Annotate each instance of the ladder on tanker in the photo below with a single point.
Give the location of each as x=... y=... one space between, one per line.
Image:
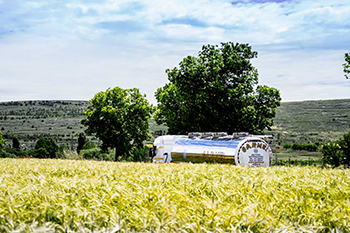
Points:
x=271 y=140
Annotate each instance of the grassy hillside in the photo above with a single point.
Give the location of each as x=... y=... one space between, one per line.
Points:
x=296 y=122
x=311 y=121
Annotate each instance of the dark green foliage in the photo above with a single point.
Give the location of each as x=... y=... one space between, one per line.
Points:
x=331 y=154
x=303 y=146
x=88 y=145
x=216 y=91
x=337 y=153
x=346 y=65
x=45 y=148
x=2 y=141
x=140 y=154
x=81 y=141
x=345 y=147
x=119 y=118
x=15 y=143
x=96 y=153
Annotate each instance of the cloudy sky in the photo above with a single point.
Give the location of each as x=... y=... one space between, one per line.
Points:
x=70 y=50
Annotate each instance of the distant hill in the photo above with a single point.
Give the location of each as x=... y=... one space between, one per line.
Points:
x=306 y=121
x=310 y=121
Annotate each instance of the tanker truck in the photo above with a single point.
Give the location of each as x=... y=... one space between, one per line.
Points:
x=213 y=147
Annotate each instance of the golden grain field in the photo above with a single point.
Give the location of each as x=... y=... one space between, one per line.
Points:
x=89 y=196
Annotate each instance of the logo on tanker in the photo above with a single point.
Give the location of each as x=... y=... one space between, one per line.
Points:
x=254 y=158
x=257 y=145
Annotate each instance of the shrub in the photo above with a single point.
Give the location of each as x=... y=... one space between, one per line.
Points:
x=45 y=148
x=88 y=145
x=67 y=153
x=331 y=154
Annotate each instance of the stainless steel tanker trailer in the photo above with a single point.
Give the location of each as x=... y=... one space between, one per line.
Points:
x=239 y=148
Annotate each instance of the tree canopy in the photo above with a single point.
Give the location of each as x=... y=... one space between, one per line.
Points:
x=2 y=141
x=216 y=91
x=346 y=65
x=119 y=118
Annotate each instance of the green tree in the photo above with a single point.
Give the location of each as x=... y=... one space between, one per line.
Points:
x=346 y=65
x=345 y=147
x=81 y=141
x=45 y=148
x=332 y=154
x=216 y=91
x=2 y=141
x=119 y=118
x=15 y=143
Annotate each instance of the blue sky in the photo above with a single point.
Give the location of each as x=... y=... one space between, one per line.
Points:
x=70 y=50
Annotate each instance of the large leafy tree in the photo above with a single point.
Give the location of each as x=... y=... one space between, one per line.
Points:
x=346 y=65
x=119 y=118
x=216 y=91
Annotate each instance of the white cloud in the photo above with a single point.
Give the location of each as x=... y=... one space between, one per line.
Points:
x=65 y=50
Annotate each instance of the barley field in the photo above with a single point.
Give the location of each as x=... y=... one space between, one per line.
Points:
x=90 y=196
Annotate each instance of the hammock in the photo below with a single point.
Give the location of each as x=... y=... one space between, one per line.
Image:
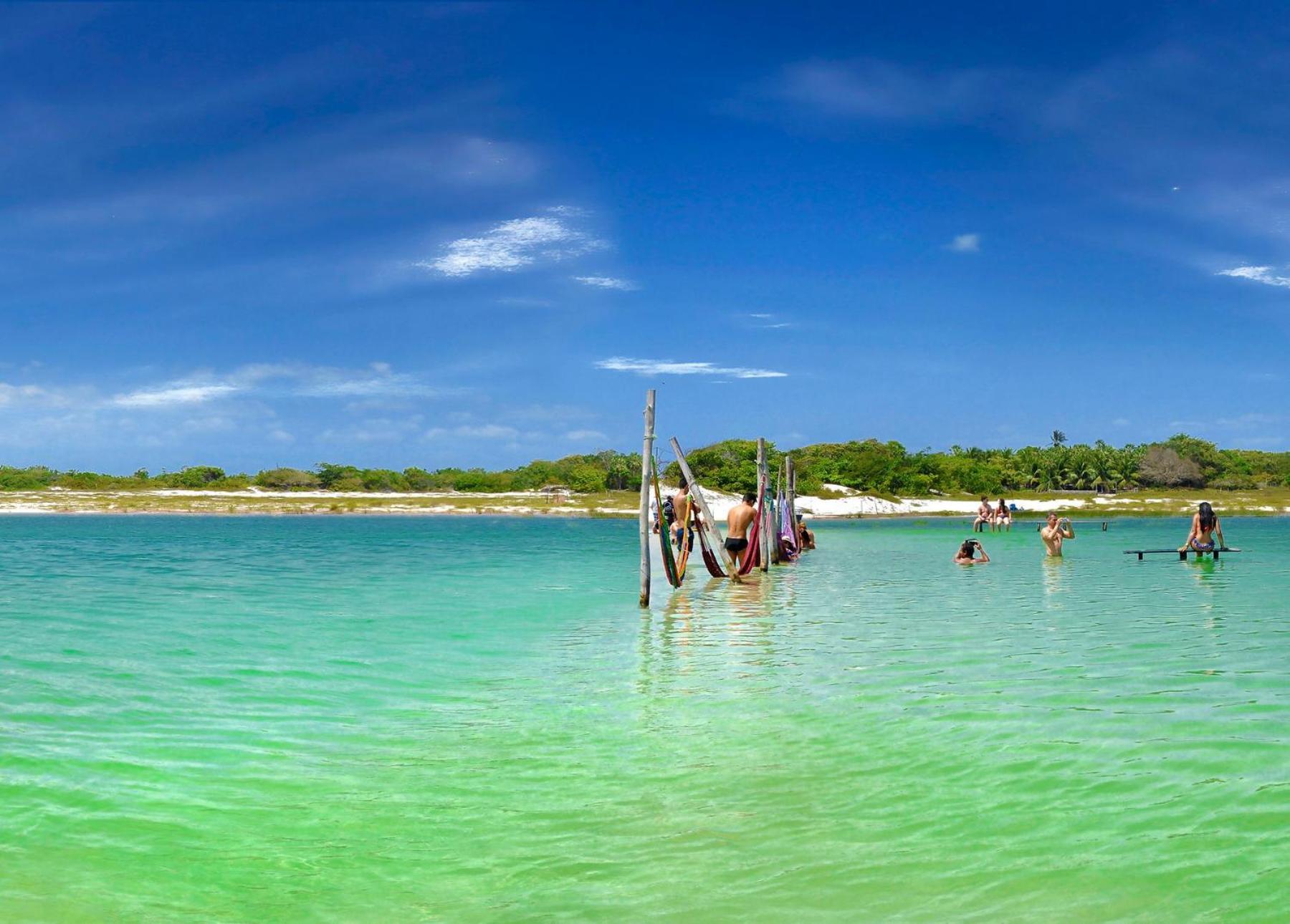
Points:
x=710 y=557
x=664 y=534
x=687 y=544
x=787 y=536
━━━
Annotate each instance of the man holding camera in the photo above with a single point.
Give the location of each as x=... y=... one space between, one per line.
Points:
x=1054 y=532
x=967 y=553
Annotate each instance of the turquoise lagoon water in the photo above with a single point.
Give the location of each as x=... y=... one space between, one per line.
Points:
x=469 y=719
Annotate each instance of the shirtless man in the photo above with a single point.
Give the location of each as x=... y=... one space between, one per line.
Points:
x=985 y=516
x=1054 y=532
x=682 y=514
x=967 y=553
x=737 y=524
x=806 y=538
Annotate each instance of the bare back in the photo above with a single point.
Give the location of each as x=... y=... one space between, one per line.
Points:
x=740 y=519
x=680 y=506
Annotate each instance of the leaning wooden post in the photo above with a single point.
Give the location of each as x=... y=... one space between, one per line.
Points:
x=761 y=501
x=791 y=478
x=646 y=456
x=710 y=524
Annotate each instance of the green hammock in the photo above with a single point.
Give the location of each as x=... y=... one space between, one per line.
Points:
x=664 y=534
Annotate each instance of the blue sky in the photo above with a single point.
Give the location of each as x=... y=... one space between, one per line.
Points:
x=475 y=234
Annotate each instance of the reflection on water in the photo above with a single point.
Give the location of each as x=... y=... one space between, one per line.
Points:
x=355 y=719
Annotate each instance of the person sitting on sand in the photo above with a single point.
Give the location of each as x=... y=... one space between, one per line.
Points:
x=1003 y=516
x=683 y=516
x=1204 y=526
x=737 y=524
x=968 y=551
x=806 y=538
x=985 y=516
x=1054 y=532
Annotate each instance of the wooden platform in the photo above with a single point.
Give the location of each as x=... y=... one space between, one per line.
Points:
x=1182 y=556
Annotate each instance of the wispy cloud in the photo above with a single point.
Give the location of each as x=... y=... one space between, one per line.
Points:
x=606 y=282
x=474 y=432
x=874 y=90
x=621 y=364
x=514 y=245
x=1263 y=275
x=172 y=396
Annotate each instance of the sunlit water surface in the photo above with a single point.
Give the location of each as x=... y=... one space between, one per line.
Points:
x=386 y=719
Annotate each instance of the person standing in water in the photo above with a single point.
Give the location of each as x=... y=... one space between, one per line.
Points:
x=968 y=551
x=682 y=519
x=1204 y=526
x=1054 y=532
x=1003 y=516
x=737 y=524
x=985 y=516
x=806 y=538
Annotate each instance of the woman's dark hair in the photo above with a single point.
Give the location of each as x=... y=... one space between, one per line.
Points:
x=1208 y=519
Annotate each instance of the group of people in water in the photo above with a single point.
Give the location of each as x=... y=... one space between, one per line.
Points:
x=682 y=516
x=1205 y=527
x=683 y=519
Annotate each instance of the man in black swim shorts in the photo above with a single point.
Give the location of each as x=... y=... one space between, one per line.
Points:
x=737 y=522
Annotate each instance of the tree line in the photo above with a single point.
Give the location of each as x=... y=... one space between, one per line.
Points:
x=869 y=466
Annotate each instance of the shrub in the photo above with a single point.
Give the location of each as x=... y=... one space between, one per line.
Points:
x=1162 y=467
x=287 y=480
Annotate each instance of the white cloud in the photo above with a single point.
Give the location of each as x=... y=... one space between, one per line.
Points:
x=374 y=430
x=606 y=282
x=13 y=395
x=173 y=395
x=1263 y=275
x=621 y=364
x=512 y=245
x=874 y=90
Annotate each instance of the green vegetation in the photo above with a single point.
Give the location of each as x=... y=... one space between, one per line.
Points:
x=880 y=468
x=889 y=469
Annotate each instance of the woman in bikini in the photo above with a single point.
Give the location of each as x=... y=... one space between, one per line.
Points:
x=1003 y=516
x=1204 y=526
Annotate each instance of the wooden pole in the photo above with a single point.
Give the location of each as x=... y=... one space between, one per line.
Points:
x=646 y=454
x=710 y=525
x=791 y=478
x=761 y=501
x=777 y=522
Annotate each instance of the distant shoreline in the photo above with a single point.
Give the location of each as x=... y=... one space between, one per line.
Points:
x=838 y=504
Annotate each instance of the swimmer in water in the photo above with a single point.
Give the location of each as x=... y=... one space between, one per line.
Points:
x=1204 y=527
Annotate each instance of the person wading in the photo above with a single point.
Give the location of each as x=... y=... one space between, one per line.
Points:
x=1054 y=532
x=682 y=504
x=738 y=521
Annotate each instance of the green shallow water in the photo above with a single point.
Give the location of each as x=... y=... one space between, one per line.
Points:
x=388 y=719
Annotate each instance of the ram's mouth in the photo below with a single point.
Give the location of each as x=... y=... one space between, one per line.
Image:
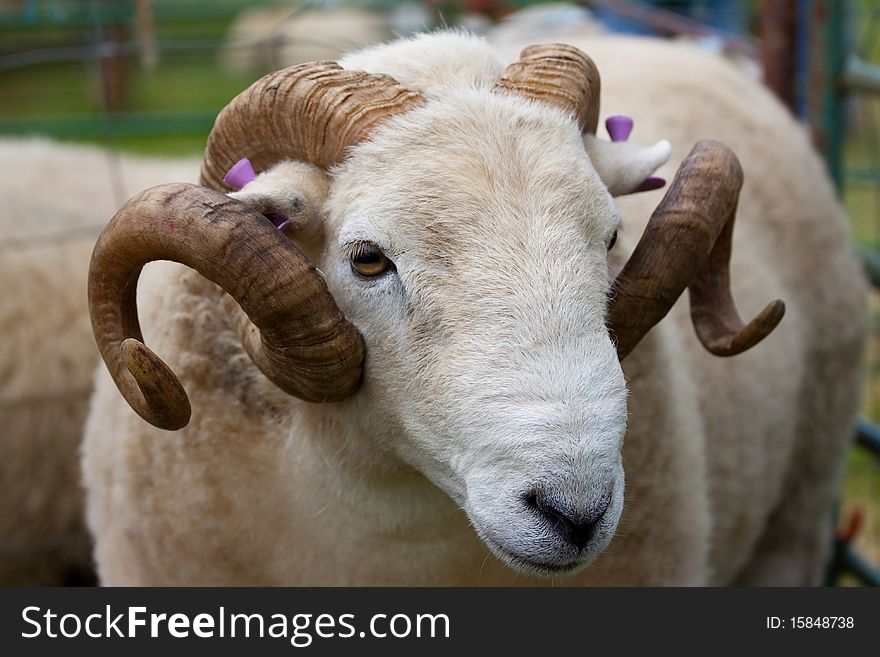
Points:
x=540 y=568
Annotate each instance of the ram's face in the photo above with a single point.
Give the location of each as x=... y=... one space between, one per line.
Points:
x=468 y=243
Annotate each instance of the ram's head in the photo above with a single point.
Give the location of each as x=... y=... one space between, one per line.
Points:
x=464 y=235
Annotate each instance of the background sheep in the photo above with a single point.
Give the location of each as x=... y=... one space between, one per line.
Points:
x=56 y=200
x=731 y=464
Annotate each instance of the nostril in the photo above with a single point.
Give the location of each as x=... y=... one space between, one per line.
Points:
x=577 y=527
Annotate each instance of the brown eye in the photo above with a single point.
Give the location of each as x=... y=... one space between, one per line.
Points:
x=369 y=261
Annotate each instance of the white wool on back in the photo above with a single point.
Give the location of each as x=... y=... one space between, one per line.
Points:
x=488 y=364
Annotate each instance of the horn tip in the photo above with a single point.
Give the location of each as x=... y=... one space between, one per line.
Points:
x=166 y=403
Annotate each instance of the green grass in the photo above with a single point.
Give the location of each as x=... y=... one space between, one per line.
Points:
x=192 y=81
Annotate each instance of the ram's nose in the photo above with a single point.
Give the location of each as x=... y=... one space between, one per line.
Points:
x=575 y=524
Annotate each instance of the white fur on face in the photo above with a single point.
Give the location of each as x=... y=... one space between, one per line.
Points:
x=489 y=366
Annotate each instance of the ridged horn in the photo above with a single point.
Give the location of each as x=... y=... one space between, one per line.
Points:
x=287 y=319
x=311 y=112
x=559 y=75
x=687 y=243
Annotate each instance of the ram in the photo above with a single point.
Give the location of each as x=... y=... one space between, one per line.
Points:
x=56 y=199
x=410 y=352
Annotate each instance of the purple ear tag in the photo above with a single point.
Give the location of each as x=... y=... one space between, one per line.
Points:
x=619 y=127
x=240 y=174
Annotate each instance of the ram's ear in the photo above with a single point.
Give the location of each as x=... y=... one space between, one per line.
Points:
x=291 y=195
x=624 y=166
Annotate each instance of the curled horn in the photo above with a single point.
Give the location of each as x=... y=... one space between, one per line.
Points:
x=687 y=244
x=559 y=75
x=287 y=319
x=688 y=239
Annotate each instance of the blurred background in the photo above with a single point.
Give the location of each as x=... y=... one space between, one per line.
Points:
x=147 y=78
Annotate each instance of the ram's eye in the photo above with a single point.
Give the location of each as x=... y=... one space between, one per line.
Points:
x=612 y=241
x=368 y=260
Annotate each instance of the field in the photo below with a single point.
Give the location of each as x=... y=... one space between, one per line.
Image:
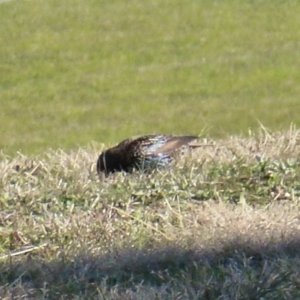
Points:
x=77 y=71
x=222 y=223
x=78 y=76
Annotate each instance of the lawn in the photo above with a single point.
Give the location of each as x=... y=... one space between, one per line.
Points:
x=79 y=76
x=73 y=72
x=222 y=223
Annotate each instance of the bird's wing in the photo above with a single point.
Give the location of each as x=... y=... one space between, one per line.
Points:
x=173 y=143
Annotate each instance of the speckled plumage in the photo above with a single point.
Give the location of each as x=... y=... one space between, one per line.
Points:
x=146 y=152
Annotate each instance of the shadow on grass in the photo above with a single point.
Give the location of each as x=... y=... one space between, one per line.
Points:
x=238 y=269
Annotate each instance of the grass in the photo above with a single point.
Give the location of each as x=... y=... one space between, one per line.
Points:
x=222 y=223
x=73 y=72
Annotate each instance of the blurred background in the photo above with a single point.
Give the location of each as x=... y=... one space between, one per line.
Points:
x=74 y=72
━━━
Exercise description
Repeat everything in the listing from the line containing "Annotate each instance of the ladder" down to the line containing "x=257 y=145", both lines included and the requests kept, and nothing outside that span. Scale every coordinate in the answers by 1.9, rounding to whole numbers with halves going up, and leave the pictures out.

Finished exercise
Annotate each instance of the ladder on tanker in the photo below with a single point.
Give the location of each as x=... y=... one space between, one per line.
Image:
Points:
x=515 y=266
Annotate each instance of the grassy hillside in the photo above with a single point.
Give the location of each as x=... y=... one space between, one per line.
Points:
x=562 y=232
x=591 y=230
Annotate each instance of the dark green foliage in the photo above with a single point.
Give the location of each as x=... y=... one space between, one per line.
Points:
x=629 y=293
x=576 y=277
x=167 y=276
x=410 y=173
x=640 y=291
x=657 y=124
x=86 y=281
x=4 y=268
x=266 y=293
x=154 y=268
x=656 y=279
x=226 y=224
x=29 y=272
x=182 y=291
Annotate each instance of the cloudy sky in the photo above with a single point.
Give the location of each as x=... y=... one space between, one per line.
Points:
x=133 y=95
Annotate each instance of the distant hill in the photo above with a single point.
Give the location of each as x=... y=... one space between, one per line.
Points:
x=581 y=230
x=589 y=230
Annotate each instance of the tanker truck in the photo above with a single point.
Give the location of each as x=... y=... one space between, one per line.
Points:
x=405 y=279
Annotate each instance of the golden grain field in the photo above with a single point.
Give the location of each as x=... y=... one space between, one per line.
Points:
x=169 y=372
Annotate each instance of the logo on tanker in the photo above with a single point.
Give the location of each as x=... y=... one space between, one per line.
Points:
x=483 y=300
x=488 y=276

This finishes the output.